STATED EXERCISE: Restate the records that follow word for word; no pictures should appear.

- - - - - - -

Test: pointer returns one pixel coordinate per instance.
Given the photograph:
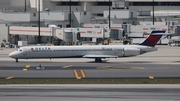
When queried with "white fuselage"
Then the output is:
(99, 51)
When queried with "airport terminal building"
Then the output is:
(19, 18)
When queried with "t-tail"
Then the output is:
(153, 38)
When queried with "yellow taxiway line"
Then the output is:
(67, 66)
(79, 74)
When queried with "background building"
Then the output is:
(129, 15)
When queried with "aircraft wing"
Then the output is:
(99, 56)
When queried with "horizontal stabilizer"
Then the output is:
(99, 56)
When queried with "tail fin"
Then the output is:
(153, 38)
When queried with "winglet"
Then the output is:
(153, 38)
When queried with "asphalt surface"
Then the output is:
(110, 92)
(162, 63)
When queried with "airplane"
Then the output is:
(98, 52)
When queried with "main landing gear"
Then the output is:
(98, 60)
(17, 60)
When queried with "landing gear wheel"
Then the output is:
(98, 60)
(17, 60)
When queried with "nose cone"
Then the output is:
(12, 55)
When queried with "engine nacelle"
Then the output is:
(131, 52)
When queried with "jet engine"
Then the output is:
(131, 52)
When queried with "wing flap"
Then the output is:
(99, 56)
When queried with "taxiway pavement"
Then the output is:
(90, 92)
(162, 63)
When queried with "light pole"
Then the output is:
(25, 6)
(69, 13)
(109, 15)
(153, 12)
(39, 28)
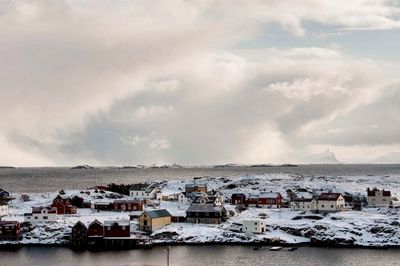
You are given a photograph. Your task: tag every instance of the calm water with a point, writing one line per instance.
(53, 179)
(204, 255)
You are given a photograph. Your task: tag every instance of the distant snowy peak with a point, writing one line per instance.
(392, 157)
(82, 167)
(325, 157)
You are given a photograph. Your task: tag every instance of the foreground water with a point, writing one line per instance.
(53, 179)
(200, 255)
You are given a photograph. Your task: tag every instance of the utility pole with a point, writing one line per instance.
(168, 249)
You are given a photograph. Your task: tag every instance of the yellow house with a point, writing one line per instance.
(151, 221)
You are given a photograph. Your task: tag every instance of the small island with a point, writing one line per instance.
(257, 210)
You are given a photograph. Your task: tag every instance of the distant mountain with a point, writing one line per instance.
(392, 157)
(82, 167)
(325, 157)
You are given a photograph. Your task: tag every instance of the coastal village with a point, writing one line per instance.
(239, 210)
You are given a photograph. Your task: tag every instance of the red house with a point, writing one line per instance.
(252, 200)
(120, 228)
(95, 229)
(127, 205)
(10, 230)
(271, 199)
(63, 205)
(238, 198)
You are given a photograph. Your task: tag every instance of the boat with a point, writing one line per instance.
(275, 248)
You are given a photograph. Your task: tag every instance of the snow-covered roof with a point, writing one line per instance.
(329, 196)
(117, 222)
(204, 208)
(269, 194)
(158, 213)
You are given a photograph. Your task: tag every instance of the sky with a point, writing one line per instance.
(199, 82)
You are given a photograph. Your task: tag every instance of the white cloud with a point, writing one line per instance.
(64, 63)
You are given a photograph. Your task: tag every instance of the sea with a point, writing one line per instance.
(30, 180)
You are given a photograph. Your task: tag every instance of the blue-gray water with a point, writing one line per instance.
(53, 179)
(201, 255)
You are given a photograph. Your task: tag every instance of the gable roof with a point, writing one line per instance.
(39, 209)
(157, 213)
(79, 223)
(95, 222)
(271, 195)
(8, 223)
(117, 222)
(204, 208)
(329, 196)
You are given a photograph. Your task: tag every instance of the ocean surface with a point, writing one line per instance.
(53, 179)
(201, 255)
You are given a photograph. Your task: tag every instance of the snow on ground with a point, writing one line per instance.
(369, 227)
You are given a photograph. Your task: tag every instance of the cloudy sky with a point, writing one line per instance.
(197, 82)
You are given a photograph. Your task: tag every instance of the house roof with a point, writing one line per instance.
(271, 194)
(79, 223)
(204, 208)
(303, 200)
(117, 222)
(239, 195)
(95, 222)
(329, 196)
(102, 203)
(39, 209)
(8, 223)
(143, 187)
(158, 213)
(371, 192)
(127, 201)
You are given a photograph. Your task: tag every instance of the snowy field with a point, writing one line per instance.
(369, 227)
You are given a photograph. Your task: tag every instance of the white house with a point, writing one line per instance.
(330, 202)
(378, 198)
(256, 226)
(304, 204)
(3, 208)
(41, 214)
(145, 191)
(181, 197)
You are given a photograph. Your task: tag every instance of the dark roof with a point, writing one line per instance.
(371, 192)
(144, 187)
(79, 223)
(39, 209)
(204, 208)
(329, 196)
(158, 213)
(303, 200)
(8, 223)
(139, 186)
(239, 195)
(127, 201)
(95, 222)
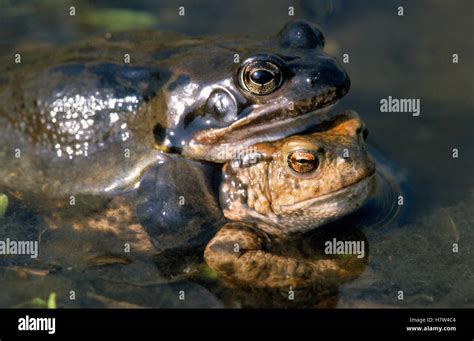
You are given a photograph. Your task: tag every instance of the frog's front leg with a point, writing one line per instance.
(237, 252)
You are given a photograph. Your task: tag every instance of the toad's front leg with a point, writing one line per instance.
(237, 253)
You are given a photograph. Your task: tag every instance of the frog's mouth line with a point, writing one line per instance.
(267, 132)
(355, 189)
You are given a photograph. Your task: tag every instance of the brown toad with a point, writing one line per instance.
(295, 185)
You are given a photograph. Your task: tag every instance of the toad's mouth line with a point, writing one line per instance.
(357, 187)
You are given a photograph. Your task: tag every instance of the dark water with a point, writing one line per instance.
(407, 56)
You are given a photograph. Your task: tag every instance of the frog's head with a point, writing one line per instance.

- - - - - - -

WORKED SOLUTION:
Test: pointer returns one pixel coordinate per instance.
Given the photograph:
When queried with "white fuselage"
Then the output is:
(99, 51)
When queried with "airport terminal building"
Then the output is:
(19, 18)
When queried with "t-tail"
Then the output is:
(153, 38)
When queried with "yellow taxiway line"
Then the output is:
(67, 66)
(79, 74)
When queried with "background building"
Then the output is:
(129, 15)
When queried with "aircraft wing"
Then the output is:
(99, 56)
When queried with "horizontal stabilizer"
Then the output is:
(99, 56)
When queried with "tail fin"
Then the output is:
(153, 38)
When queried with "winglet"
Then the output is:
(153, 38)
When queried with "asphalt surface"
Then the output is:
(110, 92)
(162, 63)
When queried with "airplane"
Then the output is:
(98, 52)
When queried with "main landing gear"
Then the output is:
(98, 60)
(17, 60)
When queried with "landing gear wheel"
Then the output is:
(98, 60)
(17, 60)
When queried with "nose cone"
Then the output is:
(12, 55)
When queried with "engine nacelle"
Then the output is:
(131, 52)
When queried with "jet engine"
Then the output is:
(131, 52)
When queried with "wing flap"
Then the output is:
(99, 56)
When queried with "taxiway pavement"
Then the output is:
(90, 92)
(162, 63)
When queried with "light pole"
Then the output is:
(25, 6)
(69, 13)
(109, 15)
(153, 12)
(39, 28)
You are given a photograph. Your task: tag every instance of the calm water with a point, writing one line per instance.
(53, 179)
(204, 255)
You are given a photograph. Your task: tag every instance of the distant snowy peak with a point, writing one line per instance.
(392, 157)
(82, 167)
(325, 157)
You are given a photograph. Your task: tag every instance of the foreground water with a point, writing one line per instance.
(53, 179)
(200, 255)
You are given a photograph. Your task: tag every instance of the utility pole with a point, writing one line per instance.
(168, 249)
You are given a photograph. Your task: tag every instance of the yellow house with a point, writing one line per instance.
(151, 221)
You are given a photograph. Your task: tag every instance of the small island with a point, writing one line per instance.
(257, 210)
You are given a photograph. Your task: tag every instance of the distant mountain with a point, writing one line per instance.
(392, 157)
(82, 167)
(325, 157)
You are given a photograph. Your task: tag every instance of the coastal village with a point, writing one line per instance.
(239, 210)
You are given a photograph. Your task: tag every instance of the red house with a point, writing one line per instance.
(252, 200)
(120, 228)
(95, 229)
(127, 205)
(10, 230)
(271, 199)
(63, 205)
(238, 198)
You are given a photograph. Your task: tag every instance of the boat with a point, writing one line per instance.
(275, 248)
You are given a photograph. Your task: tag every instance of the snow-covered roof with a point, writing one line per instance.
(329, 196)
(117, 222)
(204, 208)
(269, 194)
(158, 213)
You are given a photograph. Your task: tag every instance of the sky with a point, writing one line per instance.
(199, 82)
You are given a photograph. Your task: tag every instance of the white cloud with a point, writing one line per instance.
(64, 63)
You are given a photograph. Your task: tag every instance of the sea with a point, writing one line per instance.
(30, 180)
You are given a photograph. Your task: tag every instance of the blue-gray water with a point, writing one line per instance.
(53, 179)
(201, 255)
You are given a photograph. Your task: tag every instance of the gable roof with a point, writing one line per instance.
(39, 209)
(157, 213)
(79, 223)
(95, 222)
(271, 195)
(8, 223)
(117, 222)
(204, 208)
(329, 196)
You are given a photograph. Your task: tag every instance of the ocean surface with a point, writing one line per instance.
(53, 179)
(201, 255)
You are given a photograph. Your task: tag every instance of the snow on ground with a point, writing one line per instance.
(369, 227)
You are given a photograph. Your task: tag every instance of the cloudy sky with a point, writing one line per instance.
(197, 82)
You are given a photograph. Your task: tag every instance of the house roof with a point, writing one line per instance.
(271, 194)
(79, 223)
(204, 208)
(303, 200)
(117, 222)
(239, 195)
(95, 222)
(329, 196)
(102, 203)
(39, 209)
(8, 223)
(143, 187)
(158, 213)
(371, 192)
(127, 201)
You are given a photograph. Your task: tag every instance of the snowy field with a point, writing one line per instance.
(369, 227)
You are given a photograph. Your task: tag every instance of the white house with a point, writing one line per instance.
(330, 202)
(378, 198)
(256, 226)
(304, 204)
(3, 208)
(41, 214)
(145, 191)
(181, 197)
You are given a photograph. Your task: tag every instance of the dark roof with a point, writing one line per instance.
(371, 192)
(144, 187)
(79, 223)
(39, 209)
(204, 208)
(329, 196)
(158, 213)
(303, 200)
(8, 223)
(139, 186)
(239, 195)
(127, 201)
(95, 222)
You are given a photograph. Your task: tag every instance of the frog's front leg with a point, writing one line per instance.
(237, 252)
You are given a photograph. Your task: tag every instance of the toad's front leg with a point, writing one line per instance.
(237, 253)
You are given a photograph. Your task: tag every instance of the frog's mouth line with a point, writing one line per instance.
(267, 132)
(355, 189)
You are given a photograph. Your task: tag every instance of the brown toad with a point, writing one line per instance.
(295, 185)
You are given a photograph. Your task: tag every instance of the toad's mouth line with a point, writing one line per instance.
(357, 187)
You are given a photograph. Your task: tag every instance of the dark water with a point, writing one line per instance.
(407, 56)
You are given a photograph. Your task: tag every instance of the frog's head with a point, writing one line per instance.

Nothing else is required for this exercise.